## [Data extract]
= = = = = = =
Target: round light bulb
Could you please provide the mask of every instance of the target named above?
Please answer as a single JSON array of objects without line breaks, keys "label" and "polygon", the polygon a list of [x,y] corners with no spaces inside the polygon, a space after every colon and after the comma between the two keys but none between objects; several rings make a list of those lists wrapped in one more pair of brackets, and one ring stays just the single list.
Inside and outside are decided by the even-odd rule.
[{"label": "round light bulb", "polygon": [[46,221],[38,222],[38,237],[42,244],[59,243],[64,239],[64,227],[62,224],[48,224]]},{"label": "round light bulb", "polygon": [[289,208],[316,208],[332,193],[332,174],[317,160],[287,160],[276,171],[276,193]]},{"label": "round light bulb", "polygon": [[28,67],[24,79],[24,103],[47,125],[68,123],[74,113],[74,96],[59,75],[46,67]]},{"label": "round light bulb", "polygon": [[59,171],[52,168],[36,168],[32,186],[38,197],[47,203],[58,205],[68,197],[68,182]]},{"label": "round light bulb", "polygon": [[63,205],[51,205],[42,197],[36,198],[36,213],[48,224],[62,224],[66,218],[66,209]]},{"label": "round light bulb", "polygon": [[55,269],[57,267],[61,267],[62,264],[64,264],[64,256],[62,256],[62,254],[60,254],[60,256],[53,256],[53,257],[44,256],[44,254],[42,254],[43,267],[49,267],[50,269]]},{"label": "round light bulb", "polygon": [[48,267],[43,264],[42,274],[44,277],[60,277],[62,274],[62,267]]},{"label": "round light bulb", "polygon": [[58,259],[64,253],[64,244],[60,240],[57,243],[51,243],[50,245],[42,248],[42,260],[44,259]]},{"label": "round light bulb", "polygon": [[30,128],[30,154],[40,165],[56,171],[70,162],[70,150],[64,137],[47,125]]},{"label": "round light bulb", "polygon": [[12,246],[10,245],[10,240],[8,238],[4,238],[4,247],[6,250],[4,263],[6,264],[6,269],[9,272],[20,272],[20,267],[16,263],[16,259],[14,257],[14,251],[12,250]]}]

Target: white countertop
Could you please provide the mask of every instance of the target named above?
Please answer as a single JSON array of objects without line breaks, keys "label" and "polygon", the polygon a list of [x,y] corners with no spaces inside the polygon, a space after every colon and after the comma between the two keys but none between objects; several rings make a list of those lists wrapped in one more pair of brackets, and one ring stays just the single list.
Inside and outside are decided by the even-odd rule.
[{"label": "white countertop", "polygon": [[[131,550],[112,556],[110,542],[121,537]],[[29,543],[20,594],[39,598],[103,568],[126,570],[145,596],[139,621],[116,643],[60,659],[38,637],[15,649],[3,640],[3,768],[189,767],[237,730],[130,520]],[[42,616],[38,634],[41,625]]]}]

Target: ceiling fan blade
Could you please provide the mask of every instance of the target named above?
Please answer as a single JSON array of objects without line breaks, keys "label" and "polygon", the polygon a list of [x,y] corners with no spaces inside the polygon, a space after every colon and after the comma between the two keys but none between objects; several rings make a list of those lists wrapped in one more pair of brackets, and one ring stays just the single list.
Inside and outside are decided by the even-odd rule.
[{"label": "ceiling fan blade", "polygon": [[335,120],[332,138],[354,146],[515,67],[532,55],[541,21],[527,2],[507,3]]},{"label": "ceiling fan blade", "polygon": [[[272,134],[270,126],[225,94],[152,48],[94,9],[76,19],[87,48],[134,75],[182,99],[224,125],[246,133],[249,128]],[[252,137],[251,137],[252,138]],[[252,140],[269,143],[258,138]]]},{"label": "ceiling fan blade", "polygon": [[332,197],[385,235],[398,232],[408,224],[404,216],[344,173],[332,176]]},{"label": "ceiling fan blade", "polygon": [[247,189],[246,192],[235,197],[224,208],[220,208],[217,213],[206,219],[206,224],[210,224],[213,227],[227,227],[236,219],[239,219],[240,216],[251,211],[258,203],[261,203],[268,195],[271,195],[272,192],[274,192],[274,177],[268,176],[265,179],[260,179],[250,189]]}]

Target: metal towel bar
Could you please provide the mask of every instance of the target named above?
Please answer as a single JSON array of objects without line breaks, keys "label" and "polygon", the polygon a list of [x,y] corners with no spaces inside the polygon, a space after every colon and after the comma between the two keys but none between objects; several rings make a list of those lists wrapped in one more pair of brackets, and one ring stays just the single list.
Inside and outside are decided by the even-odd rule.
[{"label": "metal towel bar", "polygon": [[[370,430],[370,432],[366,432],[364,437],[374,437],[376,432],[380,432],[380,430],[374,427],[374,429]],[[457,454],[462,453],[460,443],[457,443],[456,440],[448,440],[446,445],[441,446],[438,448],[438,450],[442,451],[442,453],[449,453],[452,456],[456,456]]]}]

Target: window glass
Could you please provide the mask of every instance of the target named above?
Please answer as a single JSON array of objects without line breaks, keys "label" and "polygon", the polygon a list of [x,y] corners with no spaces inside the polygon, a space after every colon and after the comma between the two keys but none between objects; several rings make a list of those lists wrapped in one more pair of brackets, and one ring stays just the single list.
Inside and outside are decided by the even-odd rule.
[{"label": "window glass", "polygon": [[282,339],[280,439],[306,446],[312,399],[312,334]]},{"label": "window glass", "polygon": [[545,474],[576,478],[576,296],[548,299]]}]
= = = = = = =
Rewrite every line of the material above as a Markdown table with two columns, Row and Line. Number each line in Row and leave out blank lines.

| Row | Line |
|---|---|
| 1 | Target: round light bulb |
| 2 | Could you please provide the mask of every instance of the target named above? |
| 3 | Please answer as a single JSON array of objects without line breaks, keys "label" and "polygon", the polygon a list of [x,y] corners with no spaces inside the polygon, a space after every colon and after the comma between the two keys but none between objects; several rings make a list of those lists wrapped in one more pair of brackets, and one ring stays just the single list. |
| 4 | Inside and outside are decided by the even-odd rule. |
| 5 | [{"label": "round light bulb", "polygon": [[46,221],[38,222],[38,237],[42,244],[59,243],[64,239],[64,227],[62,224],[48,224]]},{"label": "round light bulb", "polygon": [[289,208],[316,208],[332,193],[332,174],[317,160],[287,160],[276,171],[276,193]]},{"label": "round light bulb", "polygon": [[28,67],[24,79],[24,103],[47,125],[68,123],[74,113],[74,96],[59,75],[46,67]]},{"label": "round light bulb", "polygon": [[59,171],[52,168],[36,168],[32,186],[38,197],[47,203],[58,205],[68,197],[68,182]]},{"label": "round light bulb", "polygon": [[63,205],[51,205],[42,197],[36,198],[36,213],[48,224],[62,224],[66,218],[66,209]]},{"label": "round light bulb", "polygon": [[55,269],[57,267],[61,267],[62,264],[64,264],[64,256],[62,256],[62,254],[60,254],[60,256],[53,256],[53,257],[44,256],[44,254],[42,254],[43,267],[49,267],[50,269]]},{"label": "round light bulb", "polygon": [[48,267],[43,264],[42,274],[44,277],[60,277],[62,274],[62,267]]},{"label": "round light bulb", "polygon": [[58,259],[64,253],[64,244],[60,240],[57,243],[51,243],[50,245],[42,248],[42,260],[44,259]]},{"label": "round light bulb", "polygon": [[30,128],[30,154],[40,165],[56,171],[70,162],[70,150],[64,137],[47,125]]},{"label": "round light bulb", "polygon": [[12,246],[10,245],[10,240],[8,238],[4,238],[4,247],[6,250],[4,263],[6,264],[6,269],[9,272],[20,272],[20,267],[16,263],[16,259],[14,257],[14,251],[12,250]]}] |
| 6 | Target: white countertop |
| 7 | Could you please provide the mask of every instance of the target named above? |
| 8 | Please answer as a single JSON array of objects without line breaks, keys "label" and "polygon", the polygon a list of [x,y] corners with no spaces inside the polygon, a space after every colon and after the comma between the two keys but none between objects; several rings make a list of those lists wrapped in one more pair of brackets, and one ring stays just the single list. |
| 9 | Inside and outside are decided by the even-odd rule. |
| 10 | [{"label": "white countertop", "polygon": [[[131,550],[112,556],[110,542],[121,537]],[[29,543],[20,594],[39,598],[103,568],[126,570],[145,596],[139,621],[116,643],[60,659],[38,637],[15,649],[3,640],[3,768],[189,767],[237,730],[130,520]],[[42,616],[38,634],[41,625]]]}] |
| 11 | Target: ceiling fan blade |
| 12 | Could you please provide the mask of every instance of the target named above? |
| 13 | Please answer as a single JSON array of objects without line breaks, keys "label" and "polygon", the polygon a list of [x,y] corners with no spaces inside the polygon, a space after every colon and after the comma between the two keys but none between objects; several rings make a list of those lists wrapped in one more pair of brackets, and one ring stays just the single list. |
| 14 | Inside and outside are decided by the even-odd rule. |
| 15 | [{"label": "ceiling fan blade", "polygon": [[335,120],[332,138],[354,146],[515,67],[532,55],[541,21],[527,2],[507,3]]},{"label": "ceiling fan blade", "polygon": [[[272,134],[270,126],[225,94],[152,48],[94,9],[76,19],[87,48],[134,75],[182,99],[224,125],[246,133],[249,128]],[[252,137],[251,137],[252,138]],[[252,140],[269,143],[258,138]]]},{"label": "ceiling fan blade", "polygon": [[332,197],[385,235],[398,232],[408,224],[404,216],[344,173],[332,176]]},{"label": "ceiling fan blade", "polygon": [[247,189],[246,192],[235,197],[224,208],[220,208],[217,213],[206,219],[206,224],[210,224],[213,227],[227,227],[236,219],[239,219],[240,216],[251,211],[258,203],[261,203],[268,195],[271,195],[272,192],[274,192],[274,177],[268,176],[265,179],[260,179],[250,189]]}] |
| 16 | Target: metal towel bar |
| 17 | Could you please provide the mask of every instance of the target named above? |
| 18 | Please answer as a single JSON array of objects without line breaks, keys "label" and "polygon", the polygon a list of [x,y] corners with no spaces inside the polygon, a space after every colon and after the comma between the two keys but none between objects; several rings make a list of those lists wrapped in one more pair of brackets, and one ring stays just the single list. |
| 19 | Inside and outside are decided by the even-odd rule. |
| 20 | [{"label": "metal towel bar", "polygon": [[[370,430],[370,432],[366,432],[364,437],[374,437],[376,432],[380,432],[380,430],[374,427],[374,429]],[[457,454],[462,453],[460,443],[457,443],[456,440],[448,440],[446,445],[441,446],[438,448],[438,450],[442,451],[442,453],[449,453],[452,456],[456,456]]]}] |
| 21 | Target: window glass |
| 22 | Could you please provide the mask of every instance of the target named above? |
| 23 | Please answer as a single JSON array of objects without line breaks, keys "label" and "polygon", the polygon a list of [x,y] corners with no spaces inside the polygon, a space after every colon and after the comma between the two keys but none between objects; several rings make a list of those lists wrapped in one more pair of brackets, and one ring stays just the single list. |
| 24 | Inside and outside are decided by the even-odd rule. |
| 25 | [{"label": "window glass", "polygon": [[282,339],[280,439],[306,446],[312,399],[312,334]]},{"label": "window glass", "polygon": [[545,474],[576,478],[576,296],[548,299]]}] |